[DATA EXCERPTS]
Start

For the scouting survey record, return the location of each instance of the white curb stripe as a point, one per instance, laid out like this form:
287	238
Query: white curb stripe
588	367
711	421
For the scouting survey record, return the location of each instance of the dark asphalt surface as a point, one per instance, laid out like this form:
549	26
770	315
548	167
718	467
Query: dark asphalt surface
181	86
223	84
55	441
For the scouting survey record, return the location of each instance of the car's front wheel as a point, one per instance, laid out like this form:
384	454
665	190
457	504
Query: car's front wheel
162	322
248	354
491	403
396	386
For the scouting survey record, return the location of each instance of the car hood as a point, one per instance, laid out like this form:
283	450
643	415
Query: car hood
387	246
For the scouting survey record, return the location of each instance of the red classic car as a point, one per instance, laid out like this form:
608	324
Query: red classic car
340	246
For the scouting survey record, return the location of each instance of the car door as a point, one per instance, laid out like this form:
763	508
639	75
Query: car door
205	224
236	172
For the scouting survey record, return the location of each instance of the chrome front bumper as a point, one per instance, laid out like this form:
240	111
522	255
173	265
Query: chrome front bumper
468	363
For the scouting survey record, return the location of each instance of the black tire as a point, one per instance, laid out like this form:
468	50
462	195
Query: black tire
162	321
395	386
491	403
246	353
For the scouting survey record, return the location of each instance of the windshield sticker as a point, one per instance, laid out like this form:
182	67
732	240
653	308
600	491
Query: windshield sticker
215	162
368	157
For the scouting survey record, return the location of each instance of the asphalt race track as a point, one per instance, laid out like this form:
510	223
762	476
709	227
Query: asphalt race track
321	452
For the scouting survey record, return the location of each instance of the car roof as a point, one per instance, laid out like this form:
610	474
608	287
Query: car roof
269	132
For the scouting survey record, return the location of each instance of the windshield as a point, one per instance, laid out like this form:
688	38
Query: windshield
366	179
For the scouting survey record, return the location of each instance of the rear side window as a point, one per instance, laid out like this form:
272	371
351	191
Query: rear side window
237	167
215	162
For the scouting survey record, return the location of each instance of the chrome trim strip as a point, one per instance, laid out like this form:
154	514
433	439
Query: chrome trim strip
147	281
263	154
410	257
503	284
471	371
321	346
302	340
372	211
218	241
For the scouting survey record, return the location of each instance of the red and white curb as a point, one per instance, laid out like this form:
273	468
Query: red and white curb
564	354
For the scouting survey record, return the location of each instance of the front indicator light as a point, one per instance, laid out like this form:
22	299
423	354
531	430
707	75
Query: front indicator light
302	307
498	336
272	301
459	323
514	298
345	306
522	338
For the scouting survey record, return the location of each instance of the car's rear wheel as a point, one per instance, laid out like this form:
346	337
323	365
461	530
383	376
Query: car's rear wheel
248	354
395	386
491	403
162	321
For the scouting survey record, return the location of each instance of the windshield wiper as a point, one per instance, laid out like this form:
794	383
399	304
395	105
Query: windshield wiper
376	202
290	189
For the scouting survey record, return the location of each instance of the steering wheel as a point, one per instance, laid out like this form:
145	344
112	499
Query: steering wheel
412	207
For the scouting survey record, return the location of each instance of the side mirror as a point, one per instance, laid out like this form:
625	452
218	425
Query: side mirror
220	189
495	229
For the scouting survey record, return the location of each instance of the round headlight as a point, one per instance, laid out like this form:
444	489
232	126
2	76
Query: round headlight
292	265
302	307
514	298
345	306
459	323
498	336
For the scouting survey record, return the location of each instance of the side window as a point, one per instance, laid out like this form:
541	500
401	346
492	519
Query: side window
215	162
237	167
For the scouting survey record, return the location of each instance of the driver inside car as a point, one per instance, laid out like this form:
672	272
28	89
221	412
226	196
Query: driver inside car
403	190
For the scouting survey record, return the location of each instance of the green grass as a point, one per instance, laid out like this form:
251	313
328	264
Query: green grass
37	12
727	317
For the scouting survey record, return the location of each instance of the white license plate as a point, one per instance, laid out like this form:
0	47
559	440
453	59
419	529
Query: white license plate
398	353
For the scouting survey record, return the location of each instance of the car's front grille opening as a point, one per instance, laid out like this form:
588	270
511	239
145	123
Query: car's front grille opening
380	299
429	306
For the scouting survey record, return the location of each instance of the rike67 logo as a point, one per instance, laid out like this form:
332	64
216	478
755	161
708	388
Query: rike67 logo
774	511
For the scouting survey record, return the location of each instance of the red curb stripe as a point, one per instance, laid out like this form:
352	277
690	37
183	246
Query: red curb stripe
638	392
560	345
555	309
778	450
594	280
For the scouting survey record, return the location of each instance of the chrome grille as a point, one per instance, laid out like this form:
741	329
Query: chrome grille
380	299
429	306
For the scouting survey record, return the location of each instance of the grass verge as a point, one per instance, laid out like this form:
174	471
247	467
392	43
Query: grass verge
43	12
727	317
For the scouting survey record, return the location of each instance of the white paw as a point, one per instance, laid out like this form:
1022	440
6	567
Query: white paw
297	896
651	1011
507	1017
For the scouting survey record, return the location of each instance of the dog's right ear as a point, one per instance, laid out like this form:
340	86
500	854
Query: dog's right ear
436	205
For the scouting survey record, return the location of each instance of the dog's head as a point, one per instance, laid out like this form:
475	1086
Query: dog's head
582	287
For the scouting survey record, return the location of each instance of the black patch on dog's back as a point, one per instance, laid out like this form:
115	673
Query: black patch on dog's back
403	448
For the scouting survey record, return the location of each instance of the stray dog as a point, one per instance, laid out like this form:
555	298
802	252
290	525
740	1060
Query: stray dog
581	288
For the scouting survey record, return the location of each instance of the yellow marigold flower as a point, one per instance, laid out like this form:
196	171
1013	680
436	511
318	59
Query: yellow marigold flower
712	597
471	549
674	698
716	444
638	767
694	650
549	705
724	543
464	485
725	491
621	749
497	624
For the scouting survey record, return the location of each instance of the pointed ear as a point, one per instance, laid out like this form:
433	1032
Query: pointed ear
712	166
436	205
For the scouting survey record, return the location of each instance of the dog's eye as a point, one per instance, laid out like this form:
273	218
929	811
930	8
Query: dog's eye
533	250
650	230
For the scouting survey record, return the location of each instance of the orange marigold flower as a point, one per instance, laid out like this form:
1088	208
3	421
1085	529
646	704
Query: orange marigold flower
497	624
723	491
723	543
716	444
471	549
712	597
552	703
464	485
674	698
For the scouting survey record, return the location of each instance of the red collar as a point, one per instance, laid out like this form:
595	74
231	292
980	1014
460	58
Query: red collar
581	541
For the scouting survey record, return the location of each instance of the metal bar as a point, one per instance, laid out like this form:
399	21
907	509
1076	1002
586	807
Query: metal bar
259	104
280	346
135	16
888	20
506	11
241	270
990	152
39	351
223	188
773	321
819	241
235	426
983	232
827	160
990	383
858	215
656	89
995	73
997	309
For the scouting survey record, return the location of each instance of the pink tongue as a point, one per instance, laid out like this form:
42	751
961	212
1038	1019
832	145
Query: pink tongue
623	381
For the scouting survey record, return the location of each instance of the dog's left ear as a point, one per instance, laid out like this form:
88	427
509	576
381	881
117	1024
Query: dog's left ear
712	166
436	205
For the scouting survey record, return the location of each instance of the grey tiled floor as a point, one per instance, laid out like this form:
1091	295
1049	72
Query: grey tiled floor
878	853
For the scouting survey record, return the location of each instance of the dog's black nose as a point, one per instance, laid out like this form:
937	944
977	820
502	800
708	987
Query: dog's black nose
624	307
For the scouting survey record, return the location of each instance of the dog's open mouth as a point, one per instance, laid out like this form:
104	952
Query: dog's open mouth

End

[TASK TO COMPLETE] Reproduce the material above exactly; please quote every line of it.

[SOLVED PROBLEM]
For the scouting survey record, return the location of each instance of the white curb stripe as a point, one per instance, laid out like this form:
287	238
Query: white curb stripe
588	367
711	421
For the scouting survey record, return the location of each instance of the dark asphalt surface as a point, one per instance, laid out like this form:
549	26
770	315
548	167
718	467
Query: dark asphalt surface
181	86
223	84
55	441
For the scouting survey record, return the location of each instance of the car's front wheel as a point, one per instance, laid out like this form:
384	454
665	190
457	504
Query: car's front wheel
162	322
248	354
491	403
396	386
For the scouting survey record, return the location of each instance of the car hood as a point, one per instance, laid out like this form:
283	450
643	415
Query: car hood
387	246
For the scouting survey record, return the location of each instance of the red classic car as a point, one per instance, laid out like this form:
608	324
Query: red classic car
340	246
For the scouting survey record, return the location of each instance of the car door as a point, one per instance, laid out like this form:
763	508
639	75
Query: car door
205	224
236	172
For the scouting survey record, return the location of each instance of the chrome front bumper as a point, one per instance, laid out like this form:
240	111
522	255
173	265
Query: chrome front bumper
468	363
For the scouting survey record, return the location of each instance of the black tire as a point, one per instance, laid out like this form:
468	50
462	195
Query: black tire
162	321
395	386
491	403
246	353
For the scouting survey record, return the location of each instance of the windshield sticker as a point, one per instance, laid out like this form:
182	67
732	240
653	308
600	491
Query: windshield sticker
215	162
368	157
For the scouting survey record, return the location of each instance of the asphalt race track as a point, one per instance, laid out like this form:
510	223
762	476
709	227
Query: asphalt race track
321	452
For the scouting survey record, return the location of each instance of the car roof as a point, one per instance, laid out like this form:
610	474
608	287
Query: car roof
269	132
For the scouting survey record, return the location of each instance of the windshield as a point, one per instance, laid out like this form:
688	38
Query: windshield
366	179
For the scouting survey record, return the location of each instance of the rear side window as a point, one per instance, laid out like this form:
272	371
351	191
Query: rear side window
237	167
215	162
For the scouting survey record, return the location of each instance of the chrome trim strip as a point, one per instance, laid out like this form:
154	514
433	439
Query: chrome trim strip
147	281
263	154
410	257
503	284
471	371
321	346
302	340
372	211
218	241
For the scouting survey record, return the location of each instance of the red and white curb as a point, one per instance, laid out like this form:
273	468
Query: red and white curb
564	354
For the scouting survey record, return the location of each instance of the front indicator light as a point, one per instance, laid out like this form:
22	299
423	354
531	430
707	75
Query: front indicator light
302	307
498	336
272	301
459	323
514	298
345	306
522	338
For the scouting survey record, return the location of each instance of the car's rear wheel as a point, one per instance, laid out like this form:
346	337
323	365
461	530
383	376
Query: car's rear wheel
248	354
395	386
491	403
162	321
For the scouting survey record, return the location of each instance of the windshield wiper as a point, one per instance, laid out like this form:
794	383
399	304
395	105
Query: windshield wiper
376	202
290	189
For the scouting survey record, return the location of each instance of the steering wheel as a point, one per instance, laid out like this form:
145	344
112	499
Query: steering wheel
412	207
For the scouting survey record, return the location of each instance of the side mirror as a point, one per instance, laid out like this form:
625	452
218	425
Query: side mirror
220	189
495	229
For the scouting survey record, return the location of each instance of the round headlight as a point, one per instance, laid out like this form:
444	489
232	126
2	76
Query: round headlight
292	265
302	307
514	298
345	306
459	323
498	336
For the scouting survey record, return the location of each instance of the side window as a point, one per instance, laid out like this form:
541	500
401	346
492	519
Query: side window
215	162
237	167
For the scouting survey record, return the location of each instance of the driver inside car as a point, one per instance, laid out like this form:
672	272
28	89
221	412
226	196
Query: driver inside car
403	190
For the scouting survey record, return the location of each instance of the green grass as a point, one per instance, laid out like this form:
251	313
328	264
Query: green grass
37	12
727	317
For the scouting survey record, return the location of each instance of the white license plate as a point, one per instance, laid out like this form:
0	47
559	440
453	59
419	529
Query: white license plate
398	353
For the scouting survey record, return the location of each instance of the car's front grille opening as a point, one per instance, laid out like this form:
588	270
511	239
145	123
Query: car's front grille opening
380	299
429	306
For the scouting survey record, return the location of each instance of the rike67 logo as a point, one per instance, laid out like this form:
332	64
216	478
755	161
708	388
Query: rike67 logo
774	511
For the scouting survey record, return the location of each instance of the red curb stripe as a point, one per instance, laid out like this form:
352	277
690	37
183	246
Query: red curb stripe
638	392
560	345
555	309
778	450
594	280
For the scouting survey record, return the location of each instance of the chrome grille as a point, one per instance, laid out like this form:
741	329
Query: chrome grille
380	299
429	306
For the scouting survey record, return the location of each instance of the grass verge as a point, one per instance, laid out like this form:
174	471
247	467
392	43
Query: grass verge
43	12
727	317
For the scouting survey record, return the location of each instance of the white paw as a point, one per instance, laid out like this form:
1022	440
6	567
Query: white paw
297	896
651	1011
507	1017
For the scouting survey record, return the location of each instance of the dog's right ear as a point, one per instance, laid out like this form:
340	86
500	854
Query: dog's right ear
436	205
For the scouting survey record, return the location of each instance of the dog's head as a point, one per instance, laid out like this form:
475	1086
Query: dog's head
582	287
For the scouting survey record, return the location of each instance of the black patch on dog's back as a point, one per instance, laid out like this form:
115	673
Query: black patch on dog's back
403	448
For the scouting survey record, return the location of each instance of the stray dog as a point, one per instance, laid out like this form:
555	298
802	252
290	525
740	1060
Query: stray dog
581	288
For the scouting survey record, return the location of each instance of the yellow marigold flower as a point, one per instance, laid out like this form:
196	171
1013	680
436	511
318	59
Query: yellow marigold flower
712	597
471	549
674	698
716	444
638	767
694	650
549	705
724	543
464	485
725	491
621	749
497	624
For the scouting survey record, return the location of each instance of the pointed ear as a point, one per instance, laid out like this form:
433	1032
Query: pointed ear
712	166
436	205
For the scouting survey record, return the location of each instance of the dog's eye as a point, one per instance, laid out like this form:
273	218
929	811
930	8
Query: dog's eye
533	250
650	230
For the scouting survey record, return the location of each instance of the orange marigold flower as a point, one per instance, laid out like this form:
1088	208
3	421
1085	529
646	704
Query: orange marigold flower
497	624
723	491
723	543
716	444
471	549
712	597
552	703
464	485
674	698
For the scouting survey record, return the location of each instance of the red collar as a point, one per instance, laid out like this form:
595	74
231	292
980	1014
460	58
Query: red collar
581	541
For the scouting survey record, return the location of each instance of the metal bar as a point, one per instance, laid out like this form:
399	21
907	509
1076	1002
586	807
Query: metal bar
259	104
280	346
135	16
888	20
506	11
241	270
990	152
39	351
223	188
773	321
819	241
235	426
983	232
827	160
990	383
858	215
656	89
995	73
997	309
For the scouting survey record, return the location of each instance of the pink tongue as a point, one per instance, laid out like this form:
42	751
961	212
1038	1019
832	145
Query: pink tongue
623	381
For the scouting survey record, return the location of each instance of the dog's left ear as a point, one per instance, laid out like this form:
88	427
509	576
381	881
117	1024
Query: dog's left ear
712	166
436	205
For the scouting survey record, return the location of each instance of the grey tiled floor as a point, one per instance, laid out like this form:
1091	295
1049	72
Query: grey tiled floor
878	853
For the scouting survey record, return the location of each instance of the dog's black nose as a point, one per instance, laid out like this form:
937	944
977	820
502	800
708	987
Query: dog's black nose
624	307
For the scouting survey record, return the location of each instance of the dog's open mouth as a point, one per instance, laid out like this form:
104	952
Query: dog's open mouth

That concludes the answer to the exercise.